• List of tasks:
a - In the piece on cryptanalysis of the NFL schedule below, explain in one to three sentences why newspaper cryptograms can be cracked even as a recreational hobby.
b - Answer these questions using the piece on cryptanalysis of the NFL schedule below:
(i) In which publication did the interview with John Urschel appear?
(ii) How many games does each NFL team play in a season?
(iii) Against which teams are a team's 2 games outside the set divisional matchups played?
c - Quote the piece on the NFL schedule below, starting at "Cryptanalysis of the" and ending at "American Mathematical Society.".

• Extract provided:
--- Start ---
Cryptanalysis of the NFL Schedule
Rutgers University
January 12, 2016
This is a companion piece to
my
interview with John Urschel in the February 2016 Notices of the American Mathematical Society.
It aims to explain in everyday terms how some principles of codebreaking
(or “cryptanalysis” as it is called by those in the community) can be applied to
see a bias in a familiar scheme: the NFL schedule. We’ll see that in certain years (including
2015), the NFL schedule has an unexpected quirk that might explain why the New
England Patriots and Carolina Panthers had such strong seasons. I’ll also explain how to use mathematics to
fix the problem, and touch upon some exciting current mathematical topics such
as the “Graph Isomorphism Problem”.
Codebreakers often find themselves face-to-face with a
complicated, impenetrable-looking cryptosystem that seems to offer no hint as
to how to attack it. Usually they fail,
but occasionally careful scrutiny will reveal a small design flaw that causes a
pattern to repeat itself more often than it probably should. Alternatively, there might be an unintended,
very small lack of randomness that biases the encryption a particular way. Once that small crack in the ice is taken
advantage of, a fortunate attacker can sometimes leverage it to defeat the
entire cryptosystem. A classic example is
the “Cryptogram” found
in newspaper comics sections, in which each letter of the alphabet is encoded
as a different letter (these are also known as substitution
ciphers). The English language uses letters like “e” and “i” more
frequently than “j” and “x”, and this bias makes it possible to crack such
codes even as a recreational hobby.
I’ll explain a toy example of the cryptanalysis methodology
applied to the NFL schedule. Of course
the NFL schedule is not cryptic: everyone knows what it is in advance, and so
the allusion to cryptography is merely an analogy. We will see that in certain years --
including 2015 -- the schedule has very different features. (For a peek, see Figures 1 and 6 below.)
The NFL Schedule rotation: The 32 NFL teams are organized into two
conferences (AFC and NFC), each of which has 4 divisions of 4 teams
apiece. Each team plays 16 games a
season. 14 of those games are against
rivals that are determined far in advance by a schedule rotation. (It is this rotation which has the flaw I
alluded to above.) Here’s a schematic
indicating who those 14 games are against:
6 games within the division (each of the 3 |
All 4 teams in a different division within the same conference |
All 4 teams in a division of the other conference |
2 equally ranked teams in the same conference |
Every team in a given division has a common list of
opponents in 14 games. They play every other
team their own division, every team in another division in the conference, and
every team in another division in the other conference. The key point is that a team plays only 2
other games (marked in blue) aside from these set divisional matchups. Those 2 games, which are played against other
conference rivals, are against teams which finished the previous season in the
same place in the standings. Thus a team
that finishes in 3rd place in its division will play all other 3rd
place finishers in its conference the following year (one of these is already included
in the green grouping).
--- End ---
• Dataset records:
--- Start ---
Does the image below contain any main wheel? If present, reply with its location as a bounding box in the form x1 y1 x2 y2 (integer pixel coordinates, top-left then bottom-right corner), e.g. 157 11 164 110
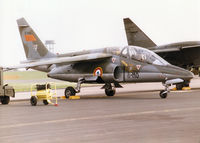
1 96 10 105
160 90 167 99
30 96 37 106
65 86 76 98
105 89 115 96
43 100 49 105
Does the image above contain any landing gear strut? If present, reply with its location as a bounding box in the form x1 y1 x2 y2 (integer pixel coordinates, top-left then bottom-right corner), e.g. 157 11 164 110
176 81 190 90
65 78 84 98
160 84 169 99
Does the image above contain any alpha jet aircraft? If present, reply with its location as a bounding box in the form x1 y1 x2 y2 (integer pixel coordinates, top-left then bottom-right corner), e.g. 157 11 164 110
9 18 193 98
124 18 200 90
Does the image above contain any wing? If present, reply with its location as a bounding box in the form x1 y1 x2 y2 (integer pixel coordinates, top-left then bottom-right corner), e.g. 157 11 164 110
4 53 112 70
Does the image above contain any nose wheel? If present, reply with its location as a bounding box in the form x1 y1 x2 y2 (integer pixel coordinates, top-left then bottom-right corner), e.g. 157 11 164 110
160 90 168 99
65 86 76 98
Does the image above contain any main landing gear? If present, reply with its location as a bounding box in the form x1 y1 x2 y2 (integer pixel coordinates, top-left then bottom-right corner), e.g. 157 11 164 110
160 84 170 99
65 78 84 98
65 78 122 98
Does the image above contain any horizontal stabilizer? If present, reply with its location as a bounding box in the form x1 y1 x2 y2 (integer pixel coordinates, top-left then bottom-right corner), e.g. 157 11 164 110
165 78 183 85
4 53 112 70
--- End ---
--- Start ---
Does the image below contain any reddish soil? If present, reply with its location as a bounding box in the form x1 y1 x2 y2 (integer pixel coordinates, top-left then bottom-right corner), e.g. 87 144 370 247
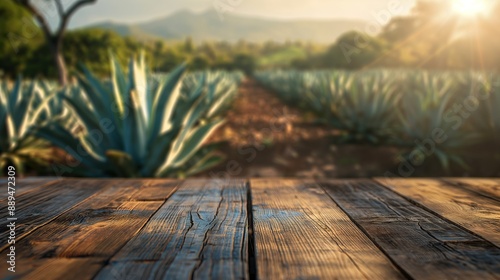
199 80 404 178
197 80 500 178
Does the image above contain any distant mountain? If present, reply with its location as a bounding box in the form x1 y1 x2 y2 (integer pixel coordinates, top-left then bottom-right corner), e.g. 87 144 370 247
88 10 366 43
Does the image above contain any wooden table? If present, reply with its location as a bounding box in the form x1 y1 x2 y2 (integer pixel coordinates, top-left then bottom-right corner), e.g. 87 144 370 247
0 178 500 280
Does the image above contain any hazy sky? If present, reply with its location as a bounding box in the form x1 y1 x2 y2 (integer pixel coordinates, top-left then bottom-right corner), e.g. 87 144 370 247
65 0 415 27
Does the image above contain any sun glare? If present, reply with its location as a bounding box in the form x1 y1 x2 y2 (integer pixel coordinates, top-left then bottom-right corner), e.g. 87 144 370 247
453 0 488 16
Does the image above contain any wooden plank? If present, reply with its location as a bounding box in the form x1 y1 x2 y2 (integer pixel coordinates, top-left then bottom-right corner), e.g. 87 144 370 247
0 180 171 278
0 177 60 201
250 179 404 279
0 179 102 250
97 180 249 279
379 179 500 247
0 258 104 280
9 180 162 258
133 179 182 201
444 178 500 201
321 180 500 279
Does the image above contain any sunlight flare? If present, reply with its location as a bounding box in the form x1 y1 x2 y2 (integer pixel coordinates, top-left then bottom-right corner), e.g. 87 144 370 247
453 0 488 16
--- End ---
• Results for each task:
a - Each letter in a cryptogram is swapped for a different letter, but English uses letters like "e" and "i" more often than "j" and "x." That bias in letter frequency makes such substitution ciphers possible to crack even as a recreational hobby.

b -
(i) The February 2016 Notices of the American Mathematical Society.
(ii) 16 games.
(iii) Conference rivals that finished the previous season in the same place in the standings.

c -
Cryptanalysis of the NFL Schedule
Rutgers University
January 12, 2016
This is a companion piece to
my
interview with John Urschel in the February 2016 Notices of the American Mathematical Society.